Exercise tasks
• A. In the book review, what year did the diamond theft described in "Flawless" take place?
• B. Continue the book review from its last sentence.

Text extract

Canadian Security Magazine

“Flawless: Inside the Largest Diamond Heist in History”

By Derek Knights   

News Industry News

By Scott Andrew Selby and Greg Campbell
ISBN: 978-1-4027-6651-0

The blurbs from various advance reviews of "Flawless" are uniformly positive, many well past the point of gushiness. Scattered over the book’s dust jacket, they speak of “whodunits” and “the stuff of action films” — all descriptive of the pages inside that recount in detail a 2003 diamond theft that was at once meticulously planned and carefully executed, and also pedestrian and mundane.


Don’t get me wrong. From the perspective of the security professional —
from the protective services and security system guys to the corrective
action and investigative folks — this is a valuable book in ways beyond
its considerable entertainment value. And for the bad guys, it’s not so
much a “how-to” as a “how-not-to” manual.

Items

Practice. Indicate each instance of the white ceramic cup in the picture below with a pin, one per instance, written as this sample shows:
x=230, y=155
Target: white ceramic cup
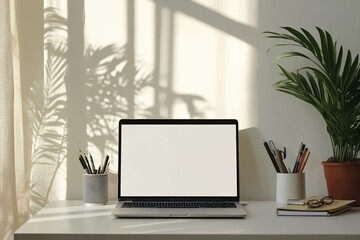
x=290, y=186
x=95, y=188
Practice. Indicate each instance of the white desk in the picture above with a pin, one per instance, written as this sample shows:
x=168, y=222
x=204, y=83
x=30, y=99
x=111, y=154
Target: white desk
x=73, y=220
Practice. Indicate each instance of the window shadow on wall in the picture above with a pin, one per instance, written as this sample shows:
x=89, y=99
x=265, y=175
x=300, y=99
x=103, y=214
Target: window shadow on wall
x=72, y=111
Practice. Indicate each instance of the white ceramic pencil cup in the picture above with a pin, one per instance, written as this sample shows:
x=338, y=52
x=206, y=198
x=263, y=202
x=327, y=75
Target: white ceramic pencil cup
x=95, y=188
x=290, y=186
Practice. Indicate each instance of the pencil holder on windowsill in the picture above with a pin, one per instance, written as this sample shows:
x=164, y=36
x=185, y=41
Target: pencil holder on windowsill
x=290, y=186
x=95, y=188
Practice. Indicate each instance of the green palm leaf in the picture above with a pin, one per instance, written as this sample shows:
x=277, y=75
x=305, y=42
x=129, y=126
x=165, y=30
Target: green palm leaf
x=329, y=83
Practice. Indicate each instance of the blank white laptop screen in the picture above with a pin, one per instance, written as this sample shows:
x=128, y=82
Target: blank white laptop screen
x=178, y=160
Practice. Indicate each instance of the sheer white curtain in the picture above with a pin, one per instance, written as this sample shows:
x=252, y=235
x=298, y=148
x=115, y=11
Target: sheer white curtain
x=14, y=188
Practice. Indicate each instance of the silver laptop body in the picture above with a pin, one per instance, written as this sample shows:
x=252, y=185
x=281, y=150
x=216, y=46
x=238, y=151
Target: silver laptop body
x=190, y=163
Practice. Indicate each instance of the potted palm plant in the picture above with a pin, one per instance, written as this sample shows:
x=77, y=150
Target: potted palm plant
x=330, y=82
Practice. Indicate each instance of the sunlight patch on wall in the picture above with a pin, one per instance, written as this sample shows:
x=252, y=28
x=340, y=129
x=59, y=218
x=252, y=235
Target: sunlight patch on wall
x=242, y=11
x=217, y=65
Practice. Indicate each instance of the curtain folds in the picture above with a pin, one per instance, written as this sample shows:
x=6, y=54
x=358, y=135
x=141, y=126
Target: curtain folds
x=14, y=187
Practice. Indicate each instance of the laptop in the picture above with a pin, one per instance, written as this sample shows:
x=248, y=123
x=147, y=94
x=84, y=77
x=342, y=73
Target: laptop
x=179, y=168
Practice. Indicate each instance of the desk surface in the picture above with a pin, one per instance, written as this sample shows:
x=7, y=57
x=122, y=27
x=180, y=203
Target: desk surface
x=74, y=220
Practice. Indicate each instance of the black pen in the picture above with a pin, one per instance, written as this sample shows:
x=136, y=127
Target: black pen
x=271, y=155
x=83, y=164
x=92, y=164
x=105, y=164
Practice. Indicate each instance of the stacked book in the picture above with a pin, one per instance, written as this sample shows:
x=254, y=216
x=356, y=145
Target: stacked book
x=335, y=208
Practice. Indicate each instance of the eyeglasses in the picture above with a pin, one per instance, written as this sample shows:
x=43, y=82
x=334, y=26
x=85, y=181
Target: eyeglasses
x=315, y=203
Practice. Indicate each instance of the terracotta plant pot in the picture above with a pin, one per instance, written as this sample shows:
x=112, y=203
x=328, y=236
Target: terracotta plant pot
x=343, y=180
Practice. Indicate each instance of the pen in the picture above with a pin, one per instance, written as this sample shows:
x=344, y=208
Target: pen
x=83, y=164
x=105, y=166
x=301, y=149
x=92, y=164
x=272, y=158
x=304, y=160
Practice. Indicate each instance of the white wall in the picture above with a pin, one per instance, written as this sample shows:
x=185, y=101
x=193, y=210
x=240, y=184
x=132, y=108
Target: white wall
x=283, y=118
x=241, y=73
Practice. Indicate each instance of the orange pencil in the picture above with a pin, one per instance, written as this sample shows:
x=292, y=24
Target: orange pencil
x=304, y=160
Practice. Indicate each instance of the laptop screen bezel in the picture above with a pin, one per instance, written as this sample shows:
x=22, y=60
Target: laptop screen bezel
x=177, y=122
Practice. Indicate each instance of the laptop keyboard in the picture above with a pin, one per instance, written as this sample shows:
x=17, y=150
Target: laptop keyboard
x=178, y=205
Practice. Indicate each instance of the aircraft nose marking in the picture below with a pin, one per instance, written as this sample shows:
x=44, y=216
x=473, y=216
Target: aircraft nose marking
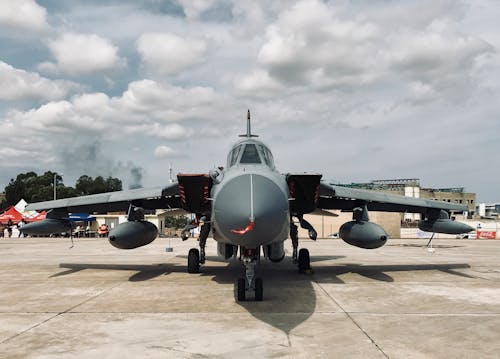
x=248, y=228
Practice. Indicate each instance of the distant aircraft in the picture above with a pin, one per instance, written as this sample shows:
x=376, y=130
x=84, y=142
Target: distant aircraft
x=246, y=206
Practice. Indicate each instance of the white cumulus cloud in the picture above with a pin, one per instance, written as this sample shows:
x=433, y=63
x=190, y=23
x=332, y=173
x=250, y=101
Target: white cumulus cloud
x=84, y=54
x=164, y=152
x=23, y=14
x=167, y=53
x=17, y=84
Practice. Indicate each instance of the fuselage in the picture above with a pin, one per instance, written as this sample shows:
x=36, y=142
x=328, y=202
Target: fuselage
x=250, y=204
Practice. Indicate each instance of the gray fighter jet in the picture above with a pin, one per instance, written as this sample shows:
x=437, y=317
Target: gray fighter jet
x=248, y=206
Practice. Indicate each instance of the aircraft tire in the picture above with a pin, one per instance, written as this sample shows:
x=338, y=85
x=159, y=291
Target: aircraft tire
x=240, y=290
x=194, y=260
x=259, y=290
x=304, y=260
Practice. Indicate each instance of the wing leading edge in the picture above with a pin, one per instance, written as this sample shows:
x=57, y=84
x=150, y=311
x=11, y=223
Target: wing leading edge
x=345, y=198
x=147, y=198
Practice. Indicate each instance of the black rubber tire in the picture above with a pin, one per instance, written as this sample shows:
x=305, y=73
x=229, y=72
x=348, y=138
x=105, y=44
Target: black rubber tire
x=194, y=260
x=240, y=290
x=259, y=290
x=304, y=260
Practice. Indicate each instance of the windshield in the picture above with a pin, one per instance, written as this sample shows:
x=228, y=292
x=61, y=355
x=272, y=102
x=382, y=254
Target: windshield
x=267, y=156
x=250, y=154
x=233, y=156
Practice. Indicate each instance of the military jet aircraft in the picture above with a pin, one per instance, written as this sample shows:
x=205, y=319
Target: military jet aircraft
x=248, y=207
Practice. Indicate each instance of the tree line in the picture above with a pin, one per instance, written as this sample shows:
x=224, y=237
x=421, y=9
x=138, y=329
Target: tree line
x=35, y=188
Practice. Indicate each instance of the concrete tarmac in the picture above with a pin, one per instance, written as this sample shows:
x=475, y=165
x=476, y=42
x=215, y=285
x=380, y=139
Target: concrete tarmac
x=398, y=301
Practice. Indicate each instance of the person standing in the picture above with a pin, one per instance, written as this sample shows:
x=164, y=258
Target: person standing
x=9, y=228
x=20, y=228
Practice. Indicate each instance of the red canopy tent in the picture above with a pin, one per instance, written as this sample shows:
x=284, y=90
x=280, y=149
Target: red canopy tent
x=11, y=214
x=36, y=217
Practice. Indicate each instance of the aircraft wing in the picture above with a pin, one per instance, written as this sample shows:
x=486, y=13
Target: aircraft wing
x=147, y=198
x=345, y=198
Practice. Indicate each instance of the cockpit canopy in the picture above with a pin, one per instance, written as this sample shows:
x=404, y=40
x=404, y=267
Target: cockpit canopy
x=250, y=153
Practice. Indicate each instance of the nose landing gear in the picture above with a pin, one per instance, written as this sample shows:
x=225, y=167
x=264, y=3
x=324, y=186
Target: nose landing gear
x=250, y=257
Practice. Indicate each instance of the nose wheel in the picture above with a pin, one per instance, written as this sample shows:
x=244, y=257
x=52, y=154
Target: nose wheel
x=194, y=260
x=249, y=283
x=304, y=261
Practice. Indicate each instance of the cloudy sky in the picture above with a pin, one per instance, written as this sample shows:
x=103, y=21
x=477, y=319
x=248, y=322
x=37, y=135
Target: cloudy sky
x=356, y=90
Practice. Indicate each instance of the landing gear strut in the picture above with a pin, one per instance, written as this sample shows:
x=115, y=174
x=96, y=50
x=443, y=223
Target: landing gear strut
x=294, y=235
x=250, y=258
x=303, y=260
x=195, y=256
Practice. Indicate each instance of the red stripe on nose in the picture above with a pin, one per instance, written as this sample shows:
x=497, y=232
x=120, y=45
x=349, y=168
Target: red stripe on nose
x=248, y=228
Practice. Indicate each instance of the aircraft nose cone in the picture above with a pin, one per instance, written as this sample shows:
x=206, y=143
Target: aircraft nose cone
x=247, y=195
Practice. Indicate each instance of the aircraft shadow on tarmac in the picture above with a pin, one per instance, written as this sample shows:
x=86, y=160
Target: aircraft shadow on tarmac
x=289, y=297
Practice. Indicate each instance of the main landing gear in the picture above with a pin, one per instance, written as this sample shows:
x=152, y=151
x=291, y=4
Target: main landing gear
x=250, y=258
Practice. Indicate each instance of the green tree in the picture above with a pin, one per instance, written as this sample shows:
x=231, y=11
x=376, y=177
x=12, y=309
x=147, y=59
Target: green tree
x=176, y=221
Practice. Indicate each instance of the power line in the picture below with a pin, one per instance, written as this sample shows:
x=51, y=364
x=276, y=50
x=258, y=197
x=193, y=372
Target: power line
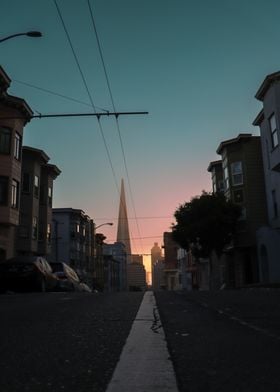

Task-by-task outputs
• A. 2003

• B.
"Flawless: Inside the Largest Diamond Heist in History" was written by
Scott Andrew Selby, a diamond expert, and Greg Campbell, a journalist
with a previous book credit about conflict, or “blood,” diamonds.
Neither is really a security professional, but the circumstances of the heist forced them to examine not only the physical security set-up at
the beginning, but also the role of security in the resulting
investigation.

The “star” of the book is Leonardo Notarbartolo, on whom most of the
narrative focuses. He was a member of a gang, the “School of Turin,”
who rented an office in Antwerp’s diamond district. From there, over
the course of about two years, he surveyed the security measures and —
mostly bad — habits of the security and management teams.

He learned
the vault’s three-ton door was secured by a special key, as well as a
combination. The key was kept in an insecure closet near the vault. The
combination? Investigators surmise that, for the sake of expedience,
the dial was never re-spun to scatter the tumblers. In effect, gems
worth hundreds of millions were kept in an unlocked storeroom.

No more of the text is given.